Who Is Most Likely to Be Low
Certain groups face a significantly higher risk of B12 deficiency, and if you fall into one of them, it’s worth taking your fatigue more seriously as a potential sign.
Adults over 60 are particularly vulnerable. As you age, your stomach produces less acid and less of a protein called intrinsic factor, both of which are essential for absorbing B12 from food. Studies show that between 5% and 40% of older adults living independently have low B12 levels, depending on where the cutoff is set.
Vegetarians and vegans face a unique challenge because B12 occurs naturally only in animal products: meat, fish, eggs, and dairy. Among vegetarian older adults, deficiency rates reach as high as 90% in some studies. Even younger vegans who feel generally healthy can develop a slow, creeping deficiency over months or years as their body’s stored reserves deplete.

[TASK INSTRUCTIONS]:
1 > Decide whether each statement below agrees with the B12 passage: (a) the passage says the stomach makes less acid with age; (b) the passage says B12 occurs naturally in some plant foods; (c) the passage reports that up to 40% of older adults living independently have low B12 levels. Answer yes or no for each and quote the words of the passage that decide it.
2 > Duplicate the B12 passage from "Adults over 60" to "cutoff is set.", keeping every word and mark unchanged.

[DATASET EXTRACT]:
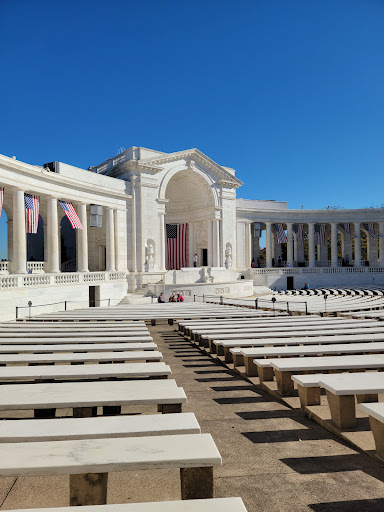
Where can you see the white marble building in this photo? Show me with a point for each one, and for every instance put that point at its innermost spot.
(135, 195)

[ANSWERS BY ITEM NUMBER]:
1 >
(a) Yes: "As you age, your stomach produces less acid and less of a protein called intrinsic factor"
(b) No: "B12 occurs naturally only in animal products: meat, fish, eggs, and dairy"
(c) Yes: "between 5% and 40% of older adults living independently have low B12 levels"

2 >
Adults over 60 are particularly vulnerable. As you age, your stomach produces less acid and less of a protein called intrinsic factor, both of which are essential for absorbing B12 from food. Studies show that between 5% and 40% of older adults living independently have low B12 levels, depending on where the cutoff is set.